[Objective]
Print the listing that follows, character for character.

[The records]
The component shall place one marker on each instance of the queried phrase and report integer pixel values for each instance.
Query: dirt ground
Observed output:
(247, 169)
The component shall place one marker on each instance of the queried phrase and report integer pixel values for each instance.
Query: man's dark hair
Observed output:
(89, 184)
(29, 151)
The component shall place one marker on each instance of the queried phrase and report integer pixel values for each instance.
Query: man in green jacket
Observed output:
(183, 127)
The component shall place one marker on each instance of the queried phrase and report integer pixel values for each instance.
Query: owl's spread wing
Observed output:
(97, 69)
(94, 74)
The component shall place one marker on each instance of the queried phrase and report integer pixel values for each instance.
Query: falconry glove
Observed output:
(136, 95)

[Final answer]
The component shall place one marker on each instance of the queried phrase and report integer pixel values for each instance.
Query: dirt ground
Observed output:
(247, 169)
The component shall place one marker on each instance of the queried phrase and report integer pixel values for each instance.
Query: man's dark hair
Observed output:
(89, 184)
(29, 151)
The component shall place one marker on each instance of the queried phrase and report integer pixel values for each instance.
Query: man in green jacket
Observed output:
(183, 127)
The component shall place one marker on each instance of the queried phrase and report integer pixel values for each instance.
Query: owl's spread wing
Observed output:
(97, 69)
(94, 74)
The component shall place one marker on each instance of the queried phrase and report integer pixel values for each instance.
Query: falconry glove
Observed output:
(136, 95)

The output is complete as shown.